* [WORK ORDER]: Select all lines in the records that include "Crop".

※ ※ ※

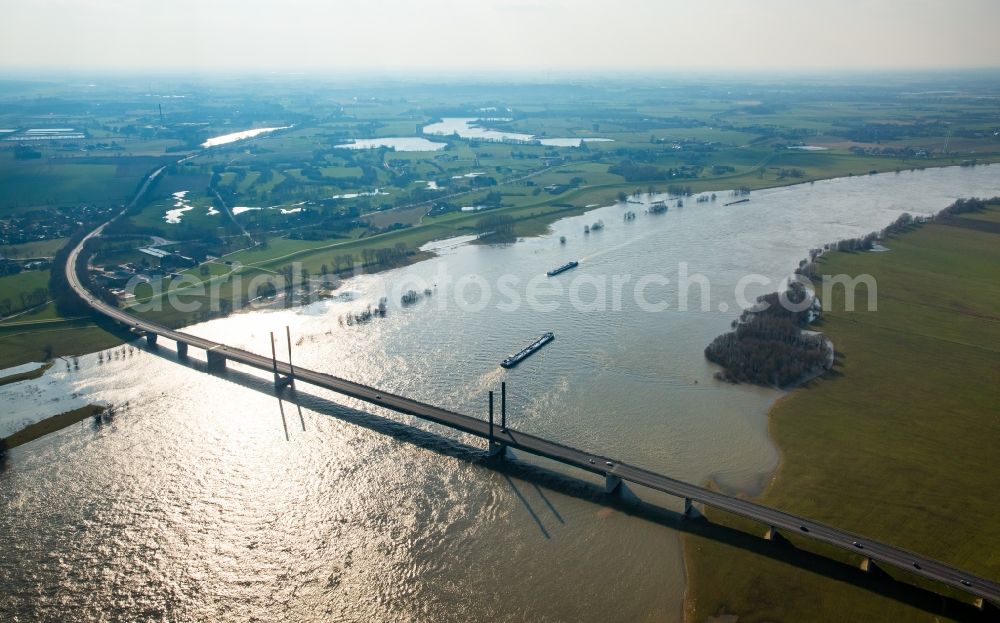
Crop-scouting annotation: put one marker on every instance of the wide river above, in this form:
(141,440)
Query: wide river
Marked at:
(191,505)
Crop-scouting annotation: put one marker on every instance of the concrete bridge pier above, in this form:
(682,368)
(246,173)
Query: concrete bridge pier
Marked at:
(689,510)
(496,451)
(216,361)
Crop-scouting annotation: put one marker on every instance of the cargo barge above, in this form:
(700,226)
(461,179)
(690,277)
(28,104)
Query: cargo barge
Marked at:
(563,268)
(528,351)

※ ※ ※

* [RESULT FOR THIS EXERCISE]:
Crop-scouting annotation: put one marker on every instance of the wide river above, in this form:
Crop-scouting annotation: put one marker on every instance of the concrete bridge pier above, in this form:
Crop-scouting annotation: put one marker on every instance of the cargo barge above, in this form:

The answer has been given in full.